(PROBLEM STATEMENT) Please copy the rows from the line holding "Task: put a dot on each instance of the short" through the line holding "(1046, 871)", inclusive, switching "sneaker" for "running shoe" and leaving all else unchanged.

== DATA SHOWN ==

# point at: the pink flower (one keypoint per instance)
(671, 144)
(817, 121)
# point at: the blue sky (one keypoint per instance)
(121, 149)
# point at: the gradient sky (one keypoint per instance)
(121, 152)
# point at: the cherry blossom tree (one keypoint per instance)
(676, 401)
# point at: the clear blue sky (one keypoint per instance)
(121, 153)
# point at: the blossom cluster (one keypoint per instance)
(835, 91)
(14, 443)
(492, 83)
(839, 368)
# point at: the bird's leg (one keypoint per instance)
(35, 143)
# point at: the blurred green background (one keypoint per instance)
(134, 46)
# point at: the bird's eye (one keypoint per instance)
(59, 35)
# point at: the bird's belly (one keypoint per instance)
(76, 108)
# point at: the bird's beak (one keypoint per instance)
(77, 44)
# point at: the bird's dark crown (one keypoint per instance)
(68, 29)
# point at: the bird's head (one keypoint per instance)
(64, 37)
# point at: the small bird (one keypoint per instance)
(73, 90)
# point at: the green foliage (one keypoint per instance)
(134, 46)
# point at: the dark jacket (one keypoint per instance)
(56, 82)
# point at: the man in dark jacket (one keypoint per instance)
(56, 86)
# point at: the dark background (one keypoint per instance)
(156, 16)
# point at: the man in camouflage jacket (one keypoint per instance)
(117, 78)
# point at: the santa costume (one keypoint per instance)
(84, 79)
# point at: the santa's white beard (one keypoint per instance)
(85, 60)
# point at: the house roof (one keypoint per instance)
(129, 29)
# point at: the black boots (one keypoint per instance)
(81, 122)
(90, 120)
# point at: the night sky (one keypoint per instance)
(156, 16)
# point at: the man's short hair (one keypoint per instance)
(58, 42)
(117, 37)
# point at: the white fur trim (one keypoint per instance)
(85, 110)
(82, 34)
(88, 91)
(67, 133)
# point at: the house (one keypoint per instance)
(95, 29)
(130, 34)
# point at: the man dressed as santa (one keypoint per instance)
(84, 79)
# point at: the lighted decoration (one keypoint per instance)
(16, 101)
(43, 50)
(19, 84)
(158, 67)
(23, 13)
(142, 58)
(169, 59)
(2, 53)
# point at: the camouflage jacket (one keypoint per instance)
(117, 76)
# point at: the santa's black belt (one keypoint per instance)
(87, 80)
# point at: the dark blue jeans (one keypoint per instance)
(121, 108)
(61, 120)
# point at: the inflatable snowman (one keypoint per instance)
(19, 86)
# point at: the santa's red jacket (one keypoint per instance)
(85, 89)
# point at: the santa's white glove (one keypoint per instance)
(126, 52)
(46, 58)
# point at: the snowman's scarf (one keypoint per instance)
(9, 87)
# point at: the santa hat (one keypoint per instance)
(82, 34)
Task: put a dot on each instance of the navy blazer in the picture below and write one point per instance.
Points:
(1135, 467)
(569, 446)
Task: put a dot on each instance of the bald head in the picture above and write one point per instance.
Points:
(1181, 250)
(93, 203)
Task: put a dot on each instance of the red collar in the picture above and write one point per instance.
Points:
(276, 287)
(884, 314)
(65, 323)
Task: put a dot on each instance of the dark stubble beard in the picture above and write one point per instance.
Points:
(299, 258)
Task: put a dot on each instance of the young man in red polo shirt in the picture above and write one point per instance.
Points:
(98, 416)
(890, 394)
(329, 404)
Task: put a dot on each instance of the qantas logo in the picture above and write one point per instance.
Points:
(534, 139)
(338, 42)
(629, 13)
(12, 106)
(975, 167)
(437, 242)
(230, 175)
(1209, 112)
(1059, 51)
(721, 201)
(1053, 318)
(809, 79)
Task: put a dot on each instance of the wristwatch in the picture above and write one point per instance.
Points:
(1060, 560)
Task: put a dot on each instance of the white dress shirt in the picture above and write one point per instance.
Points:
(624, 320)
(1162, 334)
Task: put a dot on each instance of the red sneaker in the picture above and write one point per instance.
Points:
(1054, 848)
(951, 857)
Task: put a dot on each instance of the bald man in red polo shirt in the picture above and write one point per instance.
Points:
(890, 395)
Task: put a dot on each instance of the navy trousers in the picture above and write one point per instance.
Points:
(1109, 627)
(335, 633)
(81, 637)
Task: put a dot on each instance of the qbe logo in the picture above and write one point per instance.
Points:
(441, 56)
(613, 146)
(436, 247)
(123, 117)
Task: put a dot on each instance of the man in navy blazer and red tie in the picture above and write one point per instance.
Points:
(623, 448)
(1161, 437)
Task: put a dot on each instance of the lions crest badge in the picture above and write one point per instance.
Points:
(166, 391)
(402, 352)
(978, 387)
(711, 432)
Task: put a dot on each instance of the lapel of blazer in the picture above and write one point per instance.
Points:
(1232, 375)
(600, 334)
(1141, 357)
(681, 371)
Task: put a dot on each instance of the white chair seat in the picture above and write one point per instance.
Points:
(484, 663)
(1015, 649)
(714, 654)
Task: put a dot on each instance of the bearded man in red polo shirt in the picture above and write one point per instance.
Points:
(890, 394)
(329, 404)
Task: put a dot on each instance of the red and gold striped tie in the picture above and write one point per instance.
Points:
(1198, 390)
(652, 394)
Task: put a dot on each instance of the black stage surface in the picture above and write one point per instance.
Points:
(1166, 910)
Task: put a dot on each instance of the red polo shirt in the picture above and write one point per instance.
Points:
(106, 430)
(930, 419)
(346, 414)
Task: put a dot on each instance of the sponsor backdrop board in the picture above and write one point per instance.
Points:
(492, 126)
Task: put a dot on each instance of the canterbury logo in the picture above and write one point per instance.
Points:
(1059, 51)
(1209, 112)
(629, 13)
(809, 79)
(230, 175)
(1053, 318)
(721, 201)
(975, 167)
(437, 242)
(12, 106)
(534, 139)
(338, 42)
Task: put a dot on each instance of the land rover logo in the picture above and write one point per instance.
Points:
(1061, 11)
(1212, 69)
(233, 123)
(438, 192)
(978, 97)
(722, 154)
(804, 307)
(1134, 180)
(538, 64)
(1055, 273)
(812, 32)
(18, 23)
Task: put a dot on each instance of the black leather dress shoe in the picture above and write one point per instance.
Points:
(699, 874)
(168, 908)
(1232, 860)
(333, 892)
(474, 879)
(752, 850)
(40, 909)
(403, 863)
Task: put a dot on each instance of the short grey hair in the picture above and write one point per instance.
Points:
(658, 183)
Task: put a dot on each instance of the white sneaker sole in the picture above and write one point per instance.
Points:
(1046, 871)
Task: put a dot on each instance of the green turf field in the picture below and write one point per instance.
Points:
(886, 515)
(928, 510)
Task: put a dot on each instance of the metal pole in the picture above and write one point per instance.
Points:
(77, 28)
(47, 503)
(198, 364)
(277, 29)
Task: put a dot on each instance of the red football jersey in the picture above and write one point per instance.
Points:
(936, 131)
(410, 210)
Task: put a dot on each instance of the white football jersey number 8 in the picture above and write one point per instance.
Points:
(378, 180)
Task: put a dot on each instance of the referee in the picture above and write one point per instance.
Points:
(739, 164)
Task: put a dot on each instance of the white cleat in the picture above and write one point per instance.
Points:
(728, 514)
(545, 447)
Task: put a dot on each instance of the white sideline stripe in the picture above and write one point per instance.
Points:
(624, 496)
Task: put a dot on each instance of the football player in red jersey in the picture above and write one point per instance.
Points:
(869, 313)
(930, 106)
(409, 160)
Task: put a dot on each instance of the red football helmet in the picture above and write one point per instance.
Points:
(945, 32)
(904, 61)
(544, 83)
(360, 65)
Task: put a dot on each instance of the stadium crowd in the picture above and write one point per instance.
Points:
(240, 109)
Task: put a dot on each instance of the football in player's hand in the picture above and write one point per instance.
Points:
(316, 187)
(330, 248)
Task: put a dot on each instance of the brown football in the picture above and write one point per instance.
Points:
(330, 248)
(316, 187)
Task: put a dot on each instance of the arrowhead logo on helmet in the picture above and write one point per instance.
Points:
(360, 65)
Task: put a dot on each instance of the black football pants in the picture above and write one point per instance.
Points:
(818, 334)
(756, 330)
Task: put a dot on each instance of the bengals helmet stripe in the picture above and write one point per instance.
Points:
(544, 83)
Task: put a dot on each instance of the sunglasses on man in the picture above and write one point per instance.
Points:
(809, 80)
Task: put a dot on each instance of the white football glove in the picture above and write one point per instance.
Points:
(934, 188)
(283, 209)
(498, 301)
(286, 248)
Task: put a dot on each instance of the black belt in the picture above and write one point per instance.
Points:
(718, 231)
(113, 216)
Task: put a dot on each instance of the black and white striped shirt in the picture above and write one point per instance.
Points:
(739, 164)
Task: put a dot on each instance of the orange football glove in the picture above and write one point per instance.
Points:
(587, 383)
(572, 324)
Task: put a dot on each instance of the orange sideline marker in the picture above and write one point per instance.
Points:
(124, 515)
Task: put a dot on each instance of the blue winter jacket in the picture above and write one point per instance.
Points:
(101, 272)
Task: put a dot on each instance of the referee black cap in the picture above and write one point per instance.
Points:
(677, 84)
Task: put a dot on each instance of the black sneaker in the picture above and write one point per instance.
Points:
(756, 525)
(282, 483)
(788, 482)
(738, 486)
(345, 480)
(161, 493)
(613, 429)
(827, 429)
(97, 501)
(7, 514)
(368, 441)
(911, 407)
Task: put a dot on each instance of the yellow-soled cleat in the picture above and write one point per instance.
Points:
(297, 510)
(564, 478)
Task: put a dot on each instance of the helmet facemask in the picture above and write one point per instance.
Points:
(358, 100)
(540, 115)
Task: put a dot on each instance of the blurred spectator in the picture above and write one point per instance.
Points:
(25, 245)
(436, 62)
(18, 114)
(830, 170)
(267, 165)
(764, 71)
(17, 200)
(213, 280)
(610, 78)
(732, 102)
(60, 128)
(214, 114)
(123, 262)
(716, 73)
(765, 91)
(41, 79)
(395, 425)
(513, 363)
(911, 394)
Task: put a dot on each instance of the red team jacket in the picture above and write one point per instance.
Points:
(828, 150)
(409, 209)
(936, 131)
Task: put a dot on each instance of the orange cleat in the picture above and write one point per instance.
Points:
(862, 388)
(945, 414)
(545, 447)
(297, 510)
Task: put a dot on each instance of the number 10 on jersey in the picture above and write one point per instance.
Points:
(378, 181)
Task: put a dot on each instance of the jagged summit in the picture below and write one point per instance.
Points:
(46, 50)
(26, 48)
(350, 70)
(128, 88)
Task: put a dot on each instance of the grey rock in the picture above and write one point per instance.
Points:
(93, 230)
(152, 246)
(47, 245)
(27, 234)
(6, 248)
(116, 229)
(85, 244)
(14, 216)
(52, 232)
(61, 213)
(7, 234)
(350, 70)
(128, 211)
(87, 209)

===

(RESPONSE TO THE EXERCISE)
Task: put a dot on each instance of the short grey hair in the picture above and write one point per instance.
Points:
(658, 183)
Task: put a dot on each instance of the white running shoe sole in the picture above and write one point per instance.
Points:
(1046, 871)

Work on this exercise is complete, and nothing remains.